Copy out every line of the records below word for word, leaving the pictures out.

• [DATA FOR THE TASK]
━━━━━━━━━━━━━━━━━━━━

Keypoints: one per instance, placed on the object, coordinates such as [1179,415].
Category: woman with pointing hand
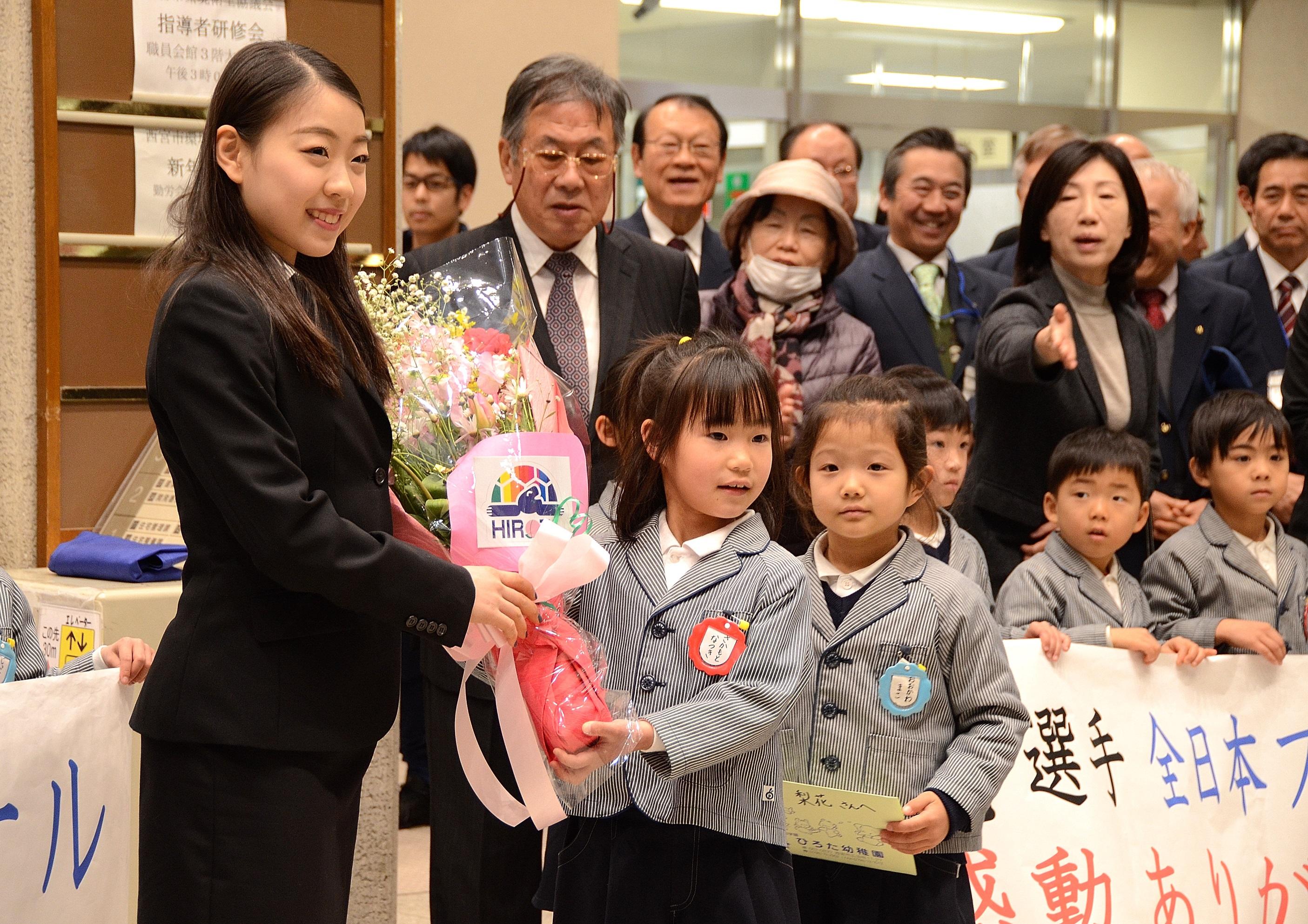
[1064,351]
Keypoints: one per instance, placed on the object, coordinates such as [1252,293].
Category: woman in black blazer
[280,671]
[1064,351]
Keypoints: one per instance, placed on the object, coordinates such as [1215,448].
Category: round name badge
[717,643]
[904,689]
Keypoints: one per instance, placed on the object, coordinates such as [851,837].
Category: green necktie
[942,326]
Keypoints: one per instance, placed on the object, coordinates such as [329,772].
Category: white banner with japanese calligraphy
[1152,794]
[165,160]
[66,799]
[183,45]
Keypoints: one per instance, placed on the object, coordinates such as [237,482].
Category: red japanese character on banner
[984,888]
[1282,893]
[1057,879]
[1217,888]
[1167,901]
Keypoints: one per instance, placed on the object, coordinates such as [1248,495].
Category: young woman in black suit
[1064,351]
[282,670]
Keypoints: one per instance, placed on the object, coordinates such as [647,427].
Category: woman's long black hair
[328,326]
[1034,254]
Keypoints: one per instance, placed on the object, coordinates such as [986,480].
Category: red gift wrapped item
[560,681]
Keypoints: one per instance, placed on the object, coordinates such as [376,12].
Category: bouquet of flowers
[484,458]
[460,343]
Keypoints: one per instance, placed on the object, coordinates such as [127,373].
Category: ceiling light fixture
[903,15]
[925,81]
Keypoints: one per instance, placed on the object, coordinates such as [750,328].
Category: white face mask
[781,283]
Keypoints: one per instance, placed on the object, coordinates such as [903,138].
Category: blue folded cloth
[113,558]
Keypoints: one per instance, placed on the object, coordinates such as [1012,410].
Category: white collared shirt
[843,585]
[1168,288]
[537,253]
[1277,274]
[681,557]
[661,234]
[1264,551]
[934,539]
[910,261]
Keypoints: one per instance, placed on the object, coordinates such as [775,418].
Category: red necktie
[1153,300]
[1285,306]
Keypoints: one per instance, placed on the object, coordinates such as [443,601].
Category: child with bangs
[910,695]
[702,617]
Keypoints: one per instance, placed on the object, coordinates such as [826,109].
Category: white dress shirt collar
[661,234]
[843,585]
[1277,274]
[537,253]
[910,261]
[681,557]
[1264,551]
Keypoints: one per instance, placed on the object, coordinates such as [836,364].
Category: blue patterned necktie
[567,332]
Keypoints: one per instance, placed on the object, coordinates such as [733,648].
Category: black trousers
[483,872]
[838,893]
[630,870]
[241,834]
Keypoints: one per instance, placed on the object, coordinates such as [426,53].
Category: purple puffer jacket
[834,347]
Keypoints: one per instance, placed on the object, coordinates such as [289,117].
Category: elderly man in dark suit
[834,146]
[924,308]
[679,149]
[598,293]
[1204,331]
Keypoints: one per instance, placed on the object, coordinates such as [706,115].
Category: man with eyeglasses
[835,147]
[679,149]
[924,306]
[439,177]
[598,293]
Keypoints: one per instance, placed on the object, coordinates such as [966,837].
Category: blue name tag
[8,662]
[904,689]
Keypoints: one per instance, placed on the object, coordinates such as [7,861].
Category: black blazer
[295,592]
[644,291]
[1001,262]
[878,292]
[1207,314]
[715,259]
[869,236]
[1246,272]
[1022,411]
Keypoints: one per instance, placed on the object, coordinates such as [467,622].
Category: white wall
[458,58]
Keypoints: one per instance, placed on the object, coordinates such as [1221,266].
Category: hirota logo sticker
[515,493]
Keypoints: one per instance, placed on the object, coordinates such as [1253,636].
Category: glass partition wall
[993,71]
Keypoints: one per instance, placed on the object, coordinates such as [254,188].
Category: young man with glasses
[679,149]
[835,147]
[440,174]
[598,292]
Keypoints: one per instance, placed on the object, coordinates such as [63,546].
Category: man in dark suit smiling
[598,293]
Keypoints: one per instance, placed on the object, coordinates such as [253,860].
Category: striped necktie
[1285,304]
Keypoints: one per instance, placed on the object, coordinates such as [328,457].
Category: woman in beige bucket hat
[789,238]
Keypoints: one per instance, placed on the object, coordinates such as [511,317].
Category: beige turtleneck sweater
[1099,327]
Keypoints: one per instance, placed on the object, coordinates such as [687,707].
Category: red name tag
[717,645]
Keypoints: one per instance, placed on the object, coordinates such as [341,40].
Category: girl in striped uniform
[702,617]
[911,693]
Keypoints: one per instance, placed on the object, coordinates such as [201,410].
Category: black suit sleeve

━━━━━━━━━━━━━━━━━━━━

• [EXERCISE RESULT]
Keypoints: one per instance, placed on the object, coordinates such as [1179,415].
Category: woman with pointing hand
[1064,351]
Keypoints: one per instance, placed on the object, coordinates such as [1252,293].
Category: woman in black blazer
[280,671]
[1064,351]
Keypoints: one per instance, placed on the object, coordinates such as [1215,448].
Category: round name badge
[717,643]
[904,689]
Keypoints: one per instance, placed on the object, coordinates such as [851,837].
Category: green necktie
[942,326]
Keypoints: one per instance, placed on the object, coordinates such as [329,772].
Category: white banner with japanese calligraphy
[1152,794]
[165,160]
[66,799]
[183,45]
Keypoints: one per instance, placed on the object, coordinates such as [237,482].
Category: red japanese character on banner
[984,888]
[1282,893]
[1057,879]
[1217,888]
[1167,901]
Keypoints: one per instance, placed on the object, coordinates such as [1248,495].
Category: young woman in black suit
[1064,351]
[282,670]
Keypoints: one per instance, placed on the object, coordinates such as [647,427].
Category: woman's long black hair
[328,326]
[1034,254]
Keypoints: one per instance, placed on the object, coordinates such as [986,480].
Category: red gift wrapped item
[560,681]
Keypoints: one per instance, placed on the object, coordinates such as [376,12].
Category: bouquet of flowers
[484,458]
[460,343]
Keypoints: one per instance, placed on the object, coordinates such as [127,373].
Category: ceiling light fixture
[903,15]
[925,81]
Keypoints: one per instance, placed on the object, coordinates such as [750,328].
Category: white face mask
[781,283]
Keypoints: one per instance, placed on the object, coordinates such as [903,138].
Category: blue folded cloth
[113,558]
Keypoints: one per instance, placed on the object, coordinates such as [1012,410].
Category: white collared shirt
[843,585]
[1168,288]
[537,253]
[1277,274]
[681,557]
[661,234]
[1264,551]
[934,539]
[910,261]
Keypoints: one per instance, placed on the object, coordinates such as [775,418].
Category: red necktie
[1153,300]
[1285,306]
Keypoints: one per instance, placed on the object, coordinates such as [443,601].
Category: child with bangs
[910,695]
[702,617]
Keypoints: one per instance, placed on the object, coordinates such as [826,109].
Category: white dress shirt collar
[661,234]
[843,585]
[1277,274]
[537,253]
[910,261]
[681,557]
[1264,551]
Keypoints: one per instance, placed on the object, coordinates such as [836,364].
Category: blue patterned necktie
[567,332]
Keypoints: one per instance, placed on the object, coordinates such as [733,648].
Category: black trousers
[483,872]
[838,893]
[630,870]
[241,834]
Keypoints: one per instance, placed on the object, coordinates such as [426,53].
Category: purple puffer jacket
[834,347]
Keypoints: one per instance, placed on the object, coordinates such as [289,117].
Category: elderly man in dark suit
[834,146]
[924,308]
[679,149]
[598,293]
[1204,331]
Keypoints: one per instance, placed on the object, coordinates such as [706,115].
Category: man with eyeglasses
[835,147]
[679,149]
[924,306]
[439,177]
[598,293]
Keypoints: one per instance, placed on the object, coordinates such as [966,837].
Category: blue name tag
[8,662]
[904,689]
Keypoints: one per instance, placed on the object, coordinates such as [7,861].
Category: black blazer
[295,592]
[644,291]
[1001,262]
[878,292]
[1207,314]
[715,259]
[869,236]
[1246,272]
[1022,411]
Keypoints: one per instance, placed on the object, coordinates such as [467,622].
Category: white wall
[458,58]
Keypoints: one per instance, placed on the object, coordinates such as [1221,266].
Category: hirota logo sticker
[515,493]
Keypoints: one per instance, placed on the object, coordinates such as [1253,636].
Category: glass partition wall
[993,71]
Keypoints: one per instance, placed on the object, coordinates such as [254,188].
Category: young man with glasses
[679,149]
[835,147]
[440,174]
[598,292]
Keypoints: one per instance, placed on the object, coordinates such as [63,546].
Category: man in dark suit smiling
[598,293]
Keypoints: one per instance, placed on the object, coordinates such as [253,860].
Category: striped necktie
[1285,304]
Keypoints: one per instance, placed on the object, coordinates such as [328,457].
Category: woman in beige bucket hat
[789,238]
Keypoints: one per instance, placed on the object, coordinates such as [511,317].
Category: beige turtleneck sweater
[1099,327]
Keypoints: one per instance, placed on the object, coordinates such as [687,707].
Category: red name tag
[717,645]
Keypoints: one per instance, placed on the object, coordinates such as [341,40].
Category: girl in striped uniform
[702,617]
[911,693]
Keypoints: one per instance, placed on the object, coordinates such as [201,410].
Category: black suit sleeve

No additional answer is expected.